* _Items from a data source_:

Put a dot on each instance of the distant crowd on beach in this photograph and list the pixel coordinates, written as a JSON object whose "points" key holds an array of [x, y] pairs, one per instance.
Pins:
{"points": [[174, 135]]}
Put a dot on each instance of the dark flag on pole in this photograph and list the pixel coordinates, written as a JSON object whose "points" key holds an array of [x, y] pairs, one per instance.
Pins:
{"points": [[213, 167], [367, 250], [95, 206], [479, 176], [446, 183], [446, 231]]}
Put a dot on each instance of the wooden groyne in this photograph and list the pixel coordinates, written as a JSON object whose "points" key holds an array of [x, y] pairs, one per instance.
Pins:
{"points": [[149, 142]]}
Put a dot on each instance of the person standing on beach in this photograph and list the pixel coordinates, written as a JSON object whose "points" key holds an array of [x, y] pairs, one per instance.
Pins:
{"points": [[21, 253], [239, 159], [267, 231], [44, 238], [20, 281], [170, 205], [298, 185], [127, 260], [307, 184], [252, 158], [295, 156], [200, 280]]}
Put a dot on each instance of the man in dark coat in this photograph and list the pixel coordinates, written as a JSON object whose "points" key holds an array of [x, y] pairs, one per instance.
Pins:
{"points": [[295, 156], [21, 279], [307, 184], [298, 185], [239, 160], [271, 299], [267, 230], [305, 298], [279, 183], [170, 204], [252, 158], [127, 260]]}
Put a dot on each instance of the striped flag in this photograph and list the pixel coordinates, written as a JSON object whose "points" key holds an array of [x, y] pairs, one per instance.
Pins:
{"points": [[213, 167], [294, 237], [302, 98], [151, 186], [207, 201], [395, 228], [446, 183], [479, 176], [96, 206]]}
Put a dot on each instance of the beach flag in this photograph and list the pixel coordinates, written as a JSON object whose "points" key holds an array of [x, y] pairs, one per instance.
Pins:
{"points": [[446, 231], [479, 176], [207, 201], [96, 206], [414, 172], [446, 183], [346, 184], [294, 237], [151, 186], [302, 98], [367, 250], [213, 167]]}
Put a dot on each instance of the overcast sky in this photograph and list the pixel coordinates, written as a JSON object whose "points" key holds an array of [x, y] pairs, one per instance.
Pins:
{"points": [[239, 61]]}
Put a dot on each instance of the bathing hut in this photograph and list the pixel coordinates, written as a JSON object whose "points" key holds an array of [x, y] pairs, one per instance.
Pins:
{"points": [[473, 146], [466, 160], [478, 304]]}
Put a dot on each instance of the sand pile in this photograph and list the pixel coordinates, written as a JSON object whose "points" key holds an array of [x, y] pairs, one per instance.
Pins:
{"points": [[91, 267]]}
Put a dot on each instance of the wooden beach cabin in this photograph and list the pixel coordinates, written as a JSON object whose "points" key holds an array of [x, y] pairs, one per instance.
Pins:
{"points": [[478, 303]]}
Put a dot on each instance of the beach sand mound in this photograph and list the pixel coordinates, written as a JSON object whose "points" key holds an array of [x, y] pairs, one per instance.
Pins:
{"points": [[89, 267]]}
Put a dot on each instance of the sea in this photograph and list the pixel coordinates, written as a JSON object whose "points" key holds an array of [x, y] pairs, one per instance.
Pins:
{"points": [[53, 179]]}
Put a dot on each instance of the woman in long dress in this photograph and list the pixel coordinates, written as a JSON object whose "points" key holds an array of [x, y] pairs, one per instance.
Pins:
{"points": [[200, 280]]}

* _TASK INSTRUCTIONS_: All lines of the records above with the word "sand" in them are to be copied.

* _OUTPUT FOR THIS TASK_:
Put a dot on each instance of the sand pile in this photograph and list the pixel coordinates, written as a JSON object whose "points" key holds an array of [x, y] pairs, one per instance.
Put a dot on each instance of the beach sand mound in this photograph and list the pixel coordinates, written as a JSON object whose "points" key holds an array of [x, y] pairs, one per instance.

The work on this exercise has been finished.